TEXT ->

Experiment 1 has well served the purpose of confirming the phonetic radicals’ semantic contribution to the phonological recognition of their host phonograms. It has also verified the moderation role that the variable phonetic regularity could play in this process. However, it offered little in testifying to the path or machinery that gave rise to the so-called “Dogs’ Catching Mice” effects. Toward this end, two more experiments were designed. The following experiment, namely, Experiment 2, was intended to show that the embedded phonetic radicals, as recruited in Experiment 1, have undergone true semantic activations, adding consolidation to the “Dogs’ Catching Mice” path conjecture.

3. Experiment 2

3.1 Method

Experiment 2 was identical to Experiment 1 in terms of participants, materials, and design, except that a primed part-of-speech judgment task was adopted instead of the primed phonological readability task. In the part-of-speech judgment task, participants were required to determine the grammatical category (e.g., noun, verb, adjective) of a target word that was preceded by a prime word. This task is more semantically focused, as it requires participants to access and evaluate the meaning and syntactic role of the target word within a linguistic context. Unlike the phonological readability task, which focused on phonological activation and its influence on word recognition, the part-of-speech judgment task emphasizes semantic and syntactic processing, addressing questions about semantic and syntactic priming, the level of linguistic representation affected by priming, and the generalizability of priming effects to higher-level linguistic processing involving meaning and grammar.Experiments 2 and 1 were conducted one week apart to minimize potential carryover effects and prevent participants from memorizing the stimulus materials.

DATA PROVIDED ->
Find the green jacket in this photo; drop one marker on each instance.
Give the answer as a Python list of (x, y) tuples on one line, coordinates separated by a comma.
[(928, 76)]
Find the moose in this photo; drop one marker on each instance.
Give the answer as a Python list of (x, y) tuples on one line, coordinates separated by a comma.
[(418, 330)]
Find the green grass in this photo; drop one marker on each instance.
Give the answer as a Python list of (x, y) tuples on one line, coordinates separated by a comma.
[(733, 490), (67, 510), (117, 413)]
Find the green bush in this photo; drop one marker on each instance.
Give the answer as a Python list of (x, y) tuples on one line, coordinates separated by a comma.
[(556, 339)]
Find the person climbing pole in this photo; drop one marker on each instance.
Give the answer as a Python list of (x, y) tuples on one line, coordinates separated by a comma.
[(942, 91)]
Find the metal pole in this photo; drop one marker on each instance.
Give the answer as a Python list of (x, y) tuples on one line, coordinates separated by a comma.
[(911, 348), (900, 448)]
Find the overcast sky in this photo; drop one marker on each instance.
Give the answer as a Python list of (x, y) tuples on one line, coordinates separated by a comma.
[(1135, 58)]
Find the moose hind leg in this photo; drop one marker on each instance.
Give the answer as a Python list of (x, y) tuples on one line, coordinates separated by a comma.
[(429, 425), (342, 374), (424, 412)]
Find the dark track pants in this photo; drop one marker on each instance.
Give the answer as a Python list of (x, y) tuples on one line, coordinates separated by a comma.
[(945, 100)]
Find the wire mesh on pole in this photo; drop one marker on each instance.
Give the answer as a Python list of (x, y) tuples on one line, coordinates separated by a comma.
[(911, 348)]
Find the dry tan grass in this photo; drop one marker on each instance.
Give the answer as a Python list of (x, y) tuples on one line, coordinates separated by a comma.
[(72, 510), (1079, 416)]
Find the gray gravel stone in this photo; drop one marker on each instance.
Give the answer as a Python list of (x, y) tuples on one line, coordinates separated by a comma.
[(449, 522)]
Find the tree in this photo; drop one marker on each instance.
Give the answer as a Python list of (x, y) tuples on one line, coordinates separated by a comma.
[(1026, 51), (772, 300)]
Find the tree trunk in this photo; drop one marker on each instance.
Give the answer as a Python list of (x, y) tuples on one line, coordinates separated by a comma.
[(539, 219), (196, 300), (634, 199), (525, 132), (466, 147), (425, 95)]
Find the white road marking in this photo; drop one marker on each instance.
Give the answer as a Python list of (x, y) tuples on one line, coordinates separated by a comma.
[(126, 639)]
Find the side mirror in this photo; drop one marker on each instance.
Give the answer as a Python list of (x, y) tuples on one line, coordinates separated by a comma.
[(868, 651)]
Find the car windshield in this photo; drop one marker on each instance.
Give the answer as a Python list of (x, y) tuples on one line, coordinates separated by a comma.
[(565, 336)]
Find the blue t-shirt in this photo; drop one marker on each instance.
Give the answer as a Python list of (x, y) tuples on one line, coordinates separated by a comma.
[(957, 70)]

TASK TO CARRY OUT -> Condense the paragraph in the text that begins "Experiment 2 was identical" into a short bulleted list that keeps its main facts. Answer using only what the text says.

EXERCISE OUTPUT ->
- Experiment 2 had the same participants, materials, and design as Experiment 1.
- The only change was the task: a primed part-of-speech judgment task replaced the primed phonological readability task.
- In the new task, participants decided the grammatical category (such as noun, verb, or adjective) of a target word that came after a prime word.
- This task centers more on meaning, because participants must access and evaluate the target word's meaning and syntactic role in a linguistic context.
- The phonological readability task focused on phonological activation in word recognition. The new task stresses semantic and syntactic processing. It addresses semantic and syntactic priming, which level of linguistic representation priming affects, and whether priming effects carry over to higher-level processing of meaning and grammar.
- The two experiments were held one week apart. This limited carryover effects and kept participants from memorizing the stimulus materials.